§ **Problem to work on**
Please report every line of the records below that contains the word "player", copying each such line in full.

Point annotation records
[Begin]

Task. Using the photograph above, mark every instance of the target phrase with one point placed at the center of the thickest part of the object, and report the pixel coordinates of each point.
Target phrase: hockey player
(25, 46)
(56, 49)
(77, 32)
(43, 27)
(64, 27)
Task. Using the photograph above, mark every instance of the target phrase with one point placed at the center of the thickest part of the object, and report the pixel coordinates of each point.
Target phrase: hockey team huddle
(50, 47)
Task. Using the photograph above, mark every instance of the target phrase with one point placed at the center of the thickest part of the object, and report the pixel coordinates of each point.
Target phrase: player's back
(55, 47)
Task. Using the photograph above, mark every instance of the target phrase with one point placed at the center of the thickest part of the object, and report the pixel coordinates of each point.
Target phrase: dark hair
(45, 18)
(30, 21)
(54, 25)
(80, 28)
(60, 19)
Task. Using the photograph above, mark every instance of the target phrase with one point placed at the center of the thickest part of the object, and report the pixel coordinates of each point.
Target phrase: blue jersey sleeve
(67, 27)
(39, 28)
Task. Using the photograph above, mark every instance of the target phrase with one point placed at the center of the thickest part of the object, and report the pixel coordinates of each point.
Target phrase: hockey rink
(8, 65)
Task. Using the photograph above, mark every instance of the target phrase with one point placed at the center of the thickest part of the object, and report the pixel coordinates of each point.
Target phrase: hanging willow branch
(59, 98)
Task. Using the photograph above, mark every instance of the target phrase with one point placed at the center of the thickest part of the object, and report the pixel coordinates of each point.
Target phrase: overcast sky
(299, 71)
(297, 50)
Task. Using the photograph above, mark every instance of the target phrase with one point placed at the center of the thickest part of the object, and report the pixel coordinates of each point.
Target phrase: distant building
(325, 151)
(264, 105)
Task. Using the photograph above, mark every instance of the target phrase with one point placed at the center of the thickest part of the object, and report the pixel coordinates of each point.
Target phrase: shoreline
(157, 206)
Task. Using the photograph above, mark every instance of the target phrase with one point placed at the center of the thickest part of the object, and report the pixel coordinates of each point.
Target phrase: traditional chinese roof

[End]

§ **Exercise output**
Target phrase: hockey player
Target phrase: player's back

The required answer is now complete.